ASSIGNMENT >>
Select the lines below containing the word "picture".

━━━ RECORDED INFORMATION

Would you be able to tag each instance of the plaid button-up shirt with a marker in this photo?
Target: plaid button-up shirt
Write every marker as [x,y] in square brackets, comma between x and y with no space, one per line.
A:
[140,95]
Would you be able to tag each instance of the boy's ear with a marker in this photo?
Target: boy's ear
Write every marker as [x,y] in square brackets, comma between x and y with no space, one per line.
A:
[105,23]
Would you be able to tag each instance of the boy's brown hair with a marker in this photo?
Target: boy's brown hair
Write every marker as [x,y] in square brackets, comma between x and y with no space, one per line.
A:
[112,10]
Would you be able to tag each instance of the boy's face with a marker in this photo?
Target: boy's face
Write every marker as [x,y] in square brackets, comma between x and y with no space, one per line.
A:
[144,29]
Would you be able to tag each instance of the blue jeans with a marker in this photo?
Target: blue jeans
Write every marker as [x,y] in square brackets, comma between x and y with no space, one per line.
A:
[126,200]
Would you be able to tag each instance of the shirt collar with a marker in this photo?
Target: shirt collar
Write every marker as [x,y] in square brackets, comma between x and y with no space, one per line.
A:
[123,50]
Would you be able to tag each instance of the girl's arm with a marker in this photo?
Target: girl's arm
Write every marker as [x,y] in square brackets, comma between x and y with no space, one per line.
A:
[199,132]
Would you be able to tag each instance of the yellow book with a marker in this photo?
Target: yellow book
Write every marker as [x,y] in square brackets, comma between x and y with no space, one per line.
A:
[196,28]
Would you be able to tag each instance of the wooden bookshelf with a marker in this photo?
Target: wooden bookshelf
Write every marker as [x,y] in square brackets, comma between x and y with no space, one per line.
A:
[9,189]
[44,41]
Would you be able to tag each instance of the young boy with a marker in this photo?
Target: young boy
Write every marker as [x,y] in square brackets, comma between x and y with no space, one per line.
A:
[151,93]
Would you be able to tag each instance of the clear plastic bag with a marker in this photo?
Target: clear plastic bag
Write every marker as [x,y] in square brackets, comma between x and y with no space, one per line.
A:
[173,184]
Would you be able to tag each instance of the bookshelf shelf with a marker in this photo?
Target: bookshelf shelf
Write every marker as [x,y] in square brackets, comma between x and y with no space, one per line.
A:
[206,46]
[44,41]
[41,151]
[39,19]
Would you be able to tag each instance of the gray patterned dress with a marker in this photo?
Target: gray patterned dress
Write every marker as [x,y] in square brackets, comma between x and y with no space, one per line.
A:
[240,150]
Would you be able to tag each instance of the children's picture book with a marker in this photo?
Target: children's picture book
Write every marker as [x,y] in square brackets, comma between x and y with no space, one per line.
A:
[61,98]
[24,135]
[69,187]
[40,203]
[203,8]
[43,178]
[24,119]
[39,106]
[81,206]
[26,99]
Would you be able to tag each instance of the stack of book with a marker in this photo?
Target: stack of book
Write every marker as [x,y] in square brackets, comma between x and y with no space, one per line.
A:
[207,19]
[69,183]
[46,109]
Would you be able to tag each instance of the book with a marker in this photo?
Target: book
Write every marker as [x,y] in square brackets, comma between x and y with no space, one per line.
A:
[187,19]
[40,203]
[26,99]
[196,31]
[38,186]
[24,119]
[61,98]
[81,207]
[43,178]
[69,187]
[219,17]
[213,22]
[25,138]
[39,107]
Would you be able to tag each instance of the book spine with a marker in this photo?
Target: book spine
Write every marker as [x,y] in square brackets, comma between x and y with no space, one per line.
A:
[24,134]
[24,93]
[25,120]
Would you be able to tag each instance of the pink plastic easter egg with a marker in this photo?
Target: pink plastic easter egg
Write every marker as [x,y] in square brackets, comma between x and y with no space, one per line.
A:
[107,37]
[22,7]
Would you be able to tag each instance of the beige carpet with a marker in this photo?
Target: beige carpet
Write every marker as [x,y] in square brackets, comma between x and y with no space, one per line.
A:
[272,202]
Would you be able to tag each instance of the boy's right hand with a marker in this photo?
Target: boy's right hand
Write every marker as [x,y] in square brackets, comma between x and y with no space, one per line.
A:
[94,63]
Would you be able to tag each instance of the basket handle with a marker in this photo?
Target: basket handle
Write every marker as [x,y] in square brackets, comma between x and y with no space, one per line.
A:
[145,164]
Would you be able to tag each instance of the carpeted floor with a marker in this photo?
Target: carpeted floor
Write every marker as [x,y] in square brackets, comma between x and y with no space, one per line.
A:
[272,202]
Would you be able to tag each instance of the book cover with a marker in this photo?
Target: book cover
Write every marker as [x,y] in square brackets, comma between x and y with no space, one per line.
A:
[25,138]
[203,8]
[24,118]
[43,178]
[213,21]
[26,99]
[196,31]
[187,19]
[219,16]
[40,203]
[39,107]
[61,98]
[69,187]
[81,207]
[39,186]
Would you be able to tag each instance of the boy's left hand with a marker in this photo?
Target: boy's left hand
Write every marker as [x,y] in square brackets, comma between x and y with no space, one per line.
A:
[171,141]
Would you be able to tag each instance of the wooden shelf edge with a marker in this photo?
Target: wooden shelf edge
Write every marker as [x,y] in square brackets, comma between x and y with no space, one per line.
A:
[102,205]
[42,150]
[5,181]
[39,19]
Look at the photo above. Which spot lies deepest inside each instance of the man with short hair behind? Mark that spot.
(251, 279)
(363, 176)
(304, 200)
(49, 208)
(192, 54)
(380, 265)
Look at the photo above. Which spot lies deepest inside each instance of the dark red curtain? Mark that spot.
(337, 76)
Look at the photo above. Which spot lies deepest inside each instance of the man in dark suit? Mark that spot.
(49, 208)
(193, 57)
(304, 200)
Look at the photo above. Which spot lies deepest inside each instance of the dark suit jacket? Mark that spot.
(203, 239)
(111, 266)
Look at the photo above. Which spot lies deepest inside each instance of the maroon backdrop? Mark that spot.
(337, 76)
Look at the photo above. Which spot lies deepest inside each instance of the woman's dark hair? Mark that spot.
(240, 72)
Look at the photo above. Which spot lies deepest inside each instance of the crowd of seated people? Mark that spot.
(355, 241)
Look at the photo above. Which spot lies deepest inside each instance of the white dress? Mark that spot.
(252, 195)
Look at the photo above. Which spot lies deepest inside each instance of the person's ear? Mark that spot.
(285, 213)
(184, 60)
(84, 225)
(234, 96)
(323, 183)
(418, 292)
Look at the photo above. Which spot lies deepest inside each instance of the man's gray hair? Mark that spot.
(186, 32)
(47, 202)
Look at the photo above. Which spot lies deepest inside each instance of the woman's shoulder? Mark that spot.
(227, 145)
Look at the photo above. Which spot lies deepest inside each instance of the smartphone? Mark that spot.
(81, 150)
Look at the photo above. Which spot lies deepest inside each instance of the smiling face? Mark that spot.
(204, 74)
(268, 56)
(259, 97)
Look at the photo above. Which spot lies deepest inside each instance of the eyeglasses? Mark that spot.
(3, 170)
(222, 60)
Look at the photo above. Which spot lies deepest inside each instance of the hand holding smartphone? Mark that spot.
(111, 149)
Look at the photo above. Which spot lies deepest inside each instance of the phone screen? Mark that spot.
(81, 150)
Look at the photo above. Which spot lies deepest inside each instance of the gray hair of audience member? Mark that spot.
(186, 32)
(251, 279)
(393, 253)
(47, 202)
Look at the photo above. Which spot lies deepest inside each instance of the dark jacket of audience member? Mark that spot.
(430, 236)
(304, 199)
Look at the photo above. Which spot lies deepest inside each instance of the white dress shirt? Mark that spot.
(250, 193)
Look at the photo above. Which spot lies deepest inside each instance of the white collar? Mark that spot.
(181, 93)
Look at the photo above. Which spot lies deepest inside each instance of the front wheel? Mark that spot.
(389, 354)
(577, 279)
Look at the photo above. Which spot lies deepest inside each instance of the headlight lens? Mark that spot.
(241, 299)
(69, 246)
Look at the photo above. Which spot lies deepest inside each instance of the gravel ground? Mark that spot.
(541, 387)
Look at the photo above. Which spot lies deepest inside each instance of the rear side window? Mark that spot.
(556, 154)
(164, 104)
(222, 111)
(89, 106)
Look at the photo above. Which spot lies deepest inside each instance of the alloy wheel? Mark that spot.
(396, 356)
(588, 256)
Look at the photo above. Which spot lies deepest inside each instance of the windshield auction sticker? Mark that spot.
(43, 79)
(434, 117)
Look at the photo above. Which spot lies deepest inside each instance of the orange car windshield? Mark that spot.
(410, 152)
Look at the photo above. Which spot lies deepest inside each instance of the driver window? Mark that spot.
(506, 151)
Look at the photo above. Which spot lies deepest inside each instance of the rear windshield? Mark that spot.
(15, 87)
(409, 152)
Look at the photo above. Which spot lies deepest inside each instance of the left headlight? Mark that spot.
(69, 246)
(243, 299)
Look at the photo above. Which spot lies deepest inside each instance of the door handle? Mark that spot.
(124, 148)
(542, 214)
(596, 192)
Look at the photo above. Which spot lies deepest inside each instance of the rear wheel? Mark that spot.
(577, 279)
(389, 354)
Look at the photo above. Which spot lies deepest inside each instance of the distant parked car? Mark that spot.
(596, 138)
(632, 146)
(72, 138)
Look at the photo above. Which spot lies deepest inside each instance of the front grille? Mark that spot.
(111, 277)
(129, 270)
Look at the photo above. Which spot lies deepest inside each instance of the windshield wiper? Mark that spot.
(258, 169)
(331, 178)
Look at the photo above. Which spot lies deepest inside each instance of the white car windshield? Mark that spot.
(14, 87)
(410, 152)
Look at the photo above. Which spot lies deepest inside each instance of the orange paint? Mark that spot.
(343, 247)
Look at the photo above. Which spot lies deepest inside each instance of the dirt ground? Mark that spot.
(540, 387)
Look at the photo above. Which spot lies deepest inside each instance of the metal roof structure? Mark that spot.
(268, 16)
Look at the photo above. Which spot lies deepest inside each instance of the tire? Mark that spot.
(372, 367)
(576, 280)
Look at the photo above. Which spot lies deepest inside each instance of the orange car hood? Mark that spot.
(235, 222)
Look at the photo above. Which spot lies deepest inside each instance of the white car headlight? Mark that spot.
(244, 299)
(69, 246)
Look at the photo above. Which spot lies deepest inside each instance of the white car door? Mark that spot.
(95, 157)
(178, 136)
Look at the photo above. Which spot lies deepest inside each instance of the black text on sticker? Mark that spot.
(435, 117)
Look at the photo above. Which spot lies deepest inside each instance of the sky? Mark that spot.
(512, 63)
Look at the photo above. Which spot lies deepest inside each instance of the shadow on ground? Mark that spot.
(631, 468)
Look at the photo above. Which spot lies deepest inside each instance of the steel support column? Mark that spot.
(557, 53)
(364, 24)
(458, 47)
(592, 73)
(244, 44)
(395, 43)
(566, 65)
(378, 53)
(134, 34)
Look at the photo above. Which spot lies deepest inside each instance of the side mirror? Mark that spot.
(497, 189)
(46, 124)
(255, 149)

━━━━━━

EXPECTED ANSWER >>
Would you be able to tag each instance of the children's picture book with a marker in this photo?
Target: children's picture book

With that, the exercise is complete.